THE PROBLEM: Copy out all the entries word for word.

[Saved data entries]
----------

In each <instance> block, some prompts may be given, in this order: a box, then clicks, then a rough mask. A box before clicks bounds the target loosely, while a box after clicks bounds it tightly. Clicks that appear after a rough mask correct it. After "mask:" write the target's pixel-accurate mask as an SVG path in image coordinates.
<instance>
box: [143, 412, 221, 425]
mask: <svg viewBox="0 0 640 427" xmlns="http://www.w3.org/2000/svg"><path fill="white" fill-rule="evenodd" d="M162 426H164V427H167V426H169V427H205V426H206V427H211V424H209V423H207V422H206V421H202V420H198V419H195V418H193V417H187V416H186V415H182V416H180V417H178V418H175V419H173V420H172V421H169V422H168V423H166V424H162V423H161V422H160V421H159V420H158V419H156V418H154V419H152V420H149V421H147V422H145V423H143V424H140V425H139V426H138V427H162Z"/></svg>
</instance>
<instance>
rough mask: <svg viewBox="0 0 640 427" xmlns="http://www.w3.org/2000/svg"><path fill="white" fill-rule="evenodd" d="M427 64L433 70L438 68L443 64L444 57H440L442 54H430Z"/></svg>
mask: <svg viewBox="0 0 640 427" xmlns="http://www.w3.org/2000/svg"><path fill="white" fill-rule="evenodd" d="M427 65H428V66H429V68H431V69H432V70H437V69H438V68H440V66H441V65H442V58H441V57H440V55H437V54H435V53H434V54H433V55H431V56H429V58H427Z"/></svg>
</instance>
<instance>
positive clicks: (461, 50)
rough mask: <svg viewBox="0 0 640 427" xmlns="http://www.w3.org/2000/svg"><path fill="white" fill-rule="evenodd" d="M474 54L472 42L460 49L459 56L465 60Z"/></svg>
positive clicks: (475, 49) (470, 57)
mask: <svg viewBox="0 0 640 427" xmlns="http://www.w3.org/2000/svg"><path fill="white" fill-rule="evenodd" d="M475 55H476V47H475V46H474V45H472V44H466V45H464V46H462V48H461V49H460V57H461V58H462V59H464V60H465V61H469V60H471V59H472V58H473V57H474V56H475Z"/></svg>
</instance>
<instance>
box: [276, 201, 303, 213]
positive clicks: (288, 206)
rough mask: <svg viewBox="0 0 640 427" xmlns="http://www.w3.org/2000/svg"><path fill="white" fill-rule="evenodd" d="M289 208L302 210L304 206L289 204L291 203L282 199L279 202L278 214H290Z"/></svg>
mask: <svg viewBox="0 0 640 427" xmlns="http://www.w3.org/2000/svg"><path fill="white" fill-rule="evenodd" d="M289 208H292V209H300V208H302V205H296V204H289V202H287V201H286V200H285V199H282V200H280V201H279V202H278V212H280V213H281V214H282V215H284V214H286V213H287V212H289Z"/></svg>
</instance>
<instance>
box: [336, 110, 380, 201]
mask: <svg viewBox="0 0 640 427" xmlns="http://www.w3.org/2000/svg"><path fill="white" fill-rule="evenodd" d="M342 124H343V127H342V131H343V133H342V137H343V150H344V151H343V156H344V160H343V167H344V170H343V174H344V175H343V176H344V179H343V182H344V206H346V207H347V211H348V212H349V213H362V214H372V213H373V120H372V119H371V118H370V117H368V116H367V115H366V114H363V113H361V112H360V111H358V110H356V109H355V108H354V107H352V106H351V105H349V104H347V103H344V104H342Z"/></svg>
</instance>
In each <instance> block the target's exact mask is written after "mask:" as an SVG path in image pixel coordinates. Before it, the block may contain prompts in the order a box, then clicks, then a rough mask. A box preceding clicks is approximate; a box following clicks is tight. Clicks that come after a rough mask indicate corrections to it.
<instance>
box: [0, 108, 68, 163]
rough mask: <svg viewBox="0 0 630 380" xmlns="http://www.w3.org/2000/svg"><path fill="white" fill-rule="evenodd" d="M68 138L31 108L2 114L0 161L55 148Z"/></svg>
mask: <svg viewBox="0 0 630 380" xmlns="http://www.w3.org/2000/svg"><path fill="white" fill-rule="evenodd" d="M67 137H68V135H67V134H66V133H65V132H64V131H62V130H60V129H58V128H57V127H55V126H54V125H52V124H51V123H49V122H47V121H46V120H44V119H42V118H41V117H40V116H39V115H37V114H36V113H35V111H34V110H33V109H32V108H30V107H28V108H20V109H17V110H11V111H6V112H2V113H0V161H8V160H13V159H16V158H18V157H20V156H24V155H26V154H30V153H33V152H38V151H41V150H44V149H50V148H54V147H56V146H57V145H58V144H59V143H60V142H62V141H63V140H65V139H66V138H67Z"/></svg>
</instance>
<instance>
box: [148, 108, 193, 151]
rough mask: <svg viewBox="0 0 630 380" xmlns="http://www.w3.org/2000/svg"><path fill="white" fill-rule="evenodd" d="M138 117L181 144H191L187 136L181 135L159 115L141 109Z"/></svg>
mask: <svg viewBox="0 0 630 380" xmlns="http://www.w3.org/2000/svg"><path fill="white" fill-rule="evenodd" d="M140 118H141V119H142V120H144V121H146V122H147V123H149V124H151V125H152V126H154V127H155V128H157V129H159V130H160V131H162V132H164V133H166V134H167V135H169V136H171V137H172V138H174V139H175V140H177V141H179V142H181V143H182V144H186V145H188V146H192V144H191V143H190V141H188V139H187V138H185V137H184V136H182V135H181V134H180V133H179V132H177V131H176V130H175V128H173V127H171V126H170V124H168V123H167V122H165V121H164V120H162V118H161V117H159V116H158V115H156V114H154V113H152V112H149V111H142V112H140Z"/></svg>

----------

SOLUTION:
In each <instance> block, some prompts may be given, in this order: a box, then clicks, then a rough mask. A box before clicks bounds the target loosely, while a box after clicks bounds it tightly. Clicks that appear after a rough mask correct it. After "mask:" write the target's pixel-accurate mask as an SVG path in image coordinates.
<instance>
box: [143, 412, 221, 425]
mask: <svg viewBox="0 0 640 427" xmlns="http://www.w3.org/2000/svg"><path fill="white" fill-rule="evenodd" d="M162 426H164V427H167V426H169V427H205V426H206V427H211V424H209V423H207V422H206V421H202V420H198V419H195V418H193V417H187V416H186V415H182V416H180V417H178V418H175V419H173V420H172V421H169V422H168V423H166V424H162V423H161V422H160V421H159V420H158V419H156V418H154V419H152V420H149V421H147V422H145V423H143V424H140V425H139V426H138V427H162Z"/></svg>
</instance>
<instance>
rough mask: <svg viewBox="0 0 640 427" xmlns="http://www.w3.org/2000/svg"><path fill="white" fill-rule="evenodd" d="M427 64L433 70L438 68L443 64L444 57H440L442 54H430Z"/></svg>
mask: <svg viewBox="0 0 640 427" xmlns="http://www.w3.org/2000/svg"><path fill="white" fill-rule="evenodd" d="M427 65H428V66H429V68H431V69H432V70H437V69H438V68H440V66H441V65H442V58H441V57H440V55H437V54H435V53H434V54H433V55H431V56H429V58H427Z"/></svg>
</instance>
<instance>
positive clicks: (461, 50)
rough mask: <svg viewBox="0 0 640 427" xmlns="http://www.w3.org/2000/svg"><path fill="white" fill-rule="evenodd" d="M474 54L472 42L460 49L459 56L465 60Z"/></svg>
positive clicks: (475, 49) (470, 57)
mask: <svg viewBox="0 0 640 427" xmlns="http://www.w3.org/2000/svg"><path fill="white" fill-rule="evenodd" d="M475 55H476V47H475V46H474V45H472V44H466V45H464V46H462V48H461V49H460V57H461V58H462V59H464V60H465V61H469V60H471V59H472V58H473V57H474V56H475Z"/></svg>
</instance>
<instance>
box: [276, 201, 303, 213]
positive clicks: (288, 206)
rough mask: <svg viewBox="0 0 640 427" xmlns="http://www.w3.org/2000/svg"><path fill="white" fill-rule="evenodd" d="M289 208L302 210L304 206L289 204L291 203L282 199L279 202L278 214H290Z"/></svg>
mask: <svg viewBox="0 0 640 427" xmlns="http://www.w3.org/2000/svg"><path fill="white" fill-rule="evenodd" d="M289 208H292V209H300V208H302V205H296V204H289V202H287V201H286V200H285V199H282V200H280V201H279V202H278V212H280V213H281V214H282V215H284V214H286V213H287V212H289Z"/></svg>
</instance>
<instance>
box: [336, 110, 380, 201]
mask: <svg viewBox="0 0 640 427" xmlns="http://www.w3.org/2000/svg"><path fill="white" fill-rule="evenodd" d="M342 124H343V127H342V131H343V133H342V137H343V150H344V151H343V156H344V160H343V167H344V170H343V174H344V175H343V176H344V179H343V182H344V206H346V207H347V211H348V212H349V213H362V214H372V213H373V120H372V119H371V118H370V117H368V116H367V115H366V114H363V113H361V112H360V111H358V110H356V109H355V108H354V107H352V106H351V105H349V104H347V103H344V104H342Z"/></svg>
</instance>
In each <instance> block the target's exact mask is written after "mask:" as an SVG path in image pixel coordinates. Before it, the block may contain prompts in the order a box, then clicks, then a rough mask. A box preceding clicks is approximate; a box following clicks is tight. Clicks that come after a rough mask indicate corrections to it.
<instance>
box: [0, 108, 68, 163]
rough mask: <svg viewBox="0 0 630 380" xmlns="http://www.w3.org/2000/svg"><path fill="white" fill-rule="evenodd" d="M68 138L31 108L2 114L0 161L55 148Z"/></svg>
mask: <svg viewBox="0 0 630 380" xmlns="http://www.w3.org/2000/svg"><path fill="white" fill-rule="evenodd" d="M67 137H68V135H67V134H66V133H65V132H64V131H62V130H60V129H58V128H57V127H55V126H54V125H52V124H51V123H49V122H47V121H46V120H44V119H42V118H41V117H40V116H39V115H37V114H36V113H35V111H34V110H33V109H32V108H30V107H28V108H20V109H17V110H11V111H6V112H2V113H0V161H8V160H13V159H16V158H18V157H20V156H24V155H26V154H30V153H33V152H38V151H41V150H44V149H50V148H54V147H56V146H57V145H58V144H59V143H60V142H62V141H63V140H65V139H66V138H67Z"/></svg>
</instance>
<instance>
box: [148, 108, 193, 151]
rough mask: <svg viewBox="0 0 630 380" xmlns="http://www.w3.org/2000/svg"><path fill="white" fill-rule="evenodd" d="M138 117L181 144H191L187 136L181 135L159 115L141 109Z"/></svg>
mask: <svg viewBox="0 0 630 380" xmlns="http://www.w3.org/2000/svg"><path fill="white" fill-rule="evenodd" d="M140 118H141V119H142V120H144V121H146V122H147V123H149V124H151V125H152V126H154V127H155V128H157V129H159V130H160V131H162V132H164V133H166V134H167V135H169V136H171V137H172V138H174V139H175V140H177V141H179V142H181V143H182V144H186V145H188V146H192V144H191V143H190V141H188V139H187V138H185V137H184V136H182V135H181V134H180V133H179V132H177V131H176V130H175V128H173V127H171V126H170V124H168V123H167V122H165V121H164V120H162V118H161V117H159V116H158V115H156V114H154V113H152V112H149V111H142V112H140Z"/></svg>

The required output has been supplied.